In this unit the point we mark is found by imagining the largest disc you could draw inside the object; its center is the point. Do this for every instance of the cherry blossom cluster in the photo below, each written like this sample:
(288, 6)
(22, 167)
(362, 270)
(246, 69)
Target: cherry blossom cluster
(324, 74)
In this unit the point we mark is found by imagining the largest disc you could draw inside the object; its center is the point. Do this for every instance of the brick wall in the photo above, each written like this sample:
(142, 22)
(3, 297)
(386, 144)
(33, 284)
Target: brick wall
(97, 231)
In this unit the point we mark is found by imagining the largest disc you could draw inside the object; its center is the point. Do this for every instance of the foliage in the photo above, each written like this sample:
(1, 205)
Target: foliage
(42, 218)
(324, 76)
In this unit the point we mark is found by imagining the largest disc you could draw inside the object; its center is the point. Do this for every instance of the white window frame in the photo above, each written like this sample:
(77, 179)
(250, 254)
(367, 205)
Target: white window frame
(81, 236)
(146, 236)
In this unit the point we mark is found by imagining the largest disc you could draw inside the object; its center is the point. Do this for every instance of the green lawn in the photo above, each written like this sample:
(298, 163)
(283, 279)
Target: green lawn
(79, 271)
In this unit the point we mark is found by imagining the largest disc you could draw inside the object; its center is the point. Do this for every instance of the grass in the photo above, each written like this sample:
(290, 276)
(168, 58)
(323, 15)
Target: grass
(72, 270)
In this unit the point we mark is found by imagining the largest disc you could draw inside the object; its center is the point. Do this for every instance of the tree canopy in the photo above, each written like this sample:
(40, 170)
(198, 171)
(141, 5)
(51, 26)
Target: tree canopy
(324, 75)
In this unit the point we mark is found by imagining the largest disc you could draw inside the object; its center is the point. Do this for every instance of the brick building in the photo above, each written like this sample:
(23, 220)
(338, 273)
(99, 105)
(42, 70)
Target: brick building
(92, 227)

________________________________________

* DESCRIPTION OF THE TASK
Reproduce all the records, exactly and in full.

* YOUR RESPONSE
In this unit the point we mark is found by imagining the largest disc you could draw inside the object; its center is the point. Do this for every instance of the cherry blossom cluster in the photo below, each written like this sample:
(288, 6)
(22, 167)
(362, 270)
(246, 69)
Target: cherry blossom cluster
(324, 74)
In this unit the point we mark is found by imagining the largest disc you could draw inside the object; its center is the point. Do this for every instance of the brick wall in the photo above, each written like this sample:
(142, 22)
(3, 297)
(386, 144)
(33, 284)
Target: brick wall
(97, 231)
In this unit the point we mark is found by imagining the largest disc you could draw inside the object; its center is the point. Do this for every instance of the foliage in the photo above, each written like this sample:
(1, 205)
Target: foliage
(42, 218)
(324, 76)
In this unit the point we mark is found by imagining the largest disc you could draw inside the object; its center is the point. Do this for every instance of the white window frame in the photo above, each written like this sample:
(77, 179)
(250, 254)
(367, 205)
Target: white window frame
(81, 236)
(146, 236)
In this unit the point we mark is found by imagining the largest disc you could draw inside the object; its center is the point. Do this for every instance of the green lawn in the photo above, each written like this sample:
(298, 163)
(283, 279)
Target: green lawn
(79, 271)
In this unit the point we mark is found by imagining the largest disc you could draw inside the object; its center is the point. Do this for every instance of the grass in the photo above, each written like this sample:
(290, 276)
(168, 58)
(323, 15)
Target: grass
(72, 270)
In this unit the point we mark is found by imagining the largest disc you could draw inside the object; its center is the point. Do this for every instance of the tree canopy in the photo above, each written like this sample:
(40, 170)
(198, 171)
(141, 5)
(51, 26)
Target: tree canopy
(324, 75)
In this unit the point we mark is found by imagining the largest disc you could draw inside the object; its center is the point. Do this for every instance of the brick building in the photo above, each written like this sample:
(23, 220)
(338, 273)
(99, 105)
(42, 70)
Target: brick building
(92, 227)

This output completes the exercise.